(Records from a point labeling set)
═══
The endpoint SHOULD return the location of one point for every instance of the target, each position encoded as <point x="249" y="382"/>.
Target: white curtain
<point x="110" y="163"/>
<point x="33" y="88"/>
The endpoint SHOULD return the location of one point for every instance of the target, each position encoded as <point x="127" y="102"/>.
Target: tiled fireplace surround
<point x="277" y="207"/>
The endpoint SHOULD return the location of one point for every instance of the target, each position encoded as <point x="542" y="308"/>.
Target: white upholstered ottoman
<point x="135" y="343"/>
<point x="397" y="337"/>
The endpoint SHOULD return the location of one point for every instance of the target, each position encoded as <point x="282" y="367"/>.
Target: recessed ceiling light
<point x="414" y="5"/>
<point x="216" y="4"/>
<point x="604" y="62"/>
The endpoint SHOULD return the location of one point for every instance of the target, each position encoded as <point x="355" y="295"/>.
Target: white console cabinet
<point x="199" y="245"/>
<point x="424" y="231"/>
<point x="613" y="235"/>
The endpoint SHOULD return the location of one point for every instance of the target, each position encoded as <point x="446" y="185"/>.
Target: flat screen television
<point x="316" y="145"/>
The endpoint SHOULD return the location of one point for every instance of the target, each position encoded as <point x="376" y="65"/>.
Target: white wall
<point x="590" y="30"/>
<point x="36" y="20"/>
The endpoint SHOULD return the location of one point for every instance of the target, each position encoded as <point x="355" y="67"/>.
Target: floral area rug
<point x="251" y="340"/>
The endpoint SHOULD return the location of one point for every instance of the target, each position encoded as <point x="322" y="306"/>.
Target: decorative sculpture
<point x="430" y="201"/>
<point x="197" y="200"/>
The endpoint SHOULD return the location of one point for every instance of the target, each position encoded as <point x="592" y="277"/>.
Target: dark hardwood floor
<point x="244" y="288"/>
═══
- **What the task requires**
Output the entries exactly.

- **Response below**
The endpoint SHOULD return the location of one point for every instance of the target, each position encoded as <point x="249" y="382"/>.
Target: white curtain
<point x="110" y="163"/>
<point x="33" y="88"/>
The endpoint SHOULD return the location of one point for every instance of the target, each position encoded as <point x="127" y="102"/>.
Target: tiled fireplace surround
<point x="277" y="207"/>
The endpoint SHOULD return the location of one point for every instance of the target, each position encoded as <point x="542" y="308"/>.
Target: white upholstered ottoman
<point x="135" y="343"/>
<point x="397" y="337"/>
The endpoint SHOULD return the location of one point for every instance of the target, each position encoded as <point x="282" y="367"/>.
Target: recessed ceiling light
<point x="414" y="5"/>
<point x="216" y="4"/>
<point x="604" y="62"/>
The endpoint SHOULD return the location of one point for every instance of the target, each position encoded as <point x="355" y="295"/>.
Target: white console cabinet
<point x="199" y="245"/>
<point x="424" y="231"/>
<point x="613" y="235"/>
The endpoint SHOULD return the location of one point for every instance of the target, each position encoded as <point x="446" y="185"/>.
Target: flat screen television
<point x="316" y="145"/>
The endpoint SHOULD return the location of one point for every instance of the target, each position encoded as <point x="376" y="65"/>.
Target: white wall
<point x="590" y="30"/>
<point x="36" y="20"/>
The endpoint SHOULD return the location of one point for every instance of the target, each position encoded as <point x="355" y="67"/>.
Target: floral area rug
<point x="251" y="340"/>
The endpoint SHOULD return the location of one point for every instance of the target, each position encoded as <point x="322" y="306"/>.
Target: decorative sculpture
<point x="430" y="201"/>
<point x="197" y="200"/>
The endpoint SHOULD return the location of one point for every instance of the target, each position encoded as <point x="592" y="277"/>.
Target: dark hardwood floor
<point x="244" y="288"/>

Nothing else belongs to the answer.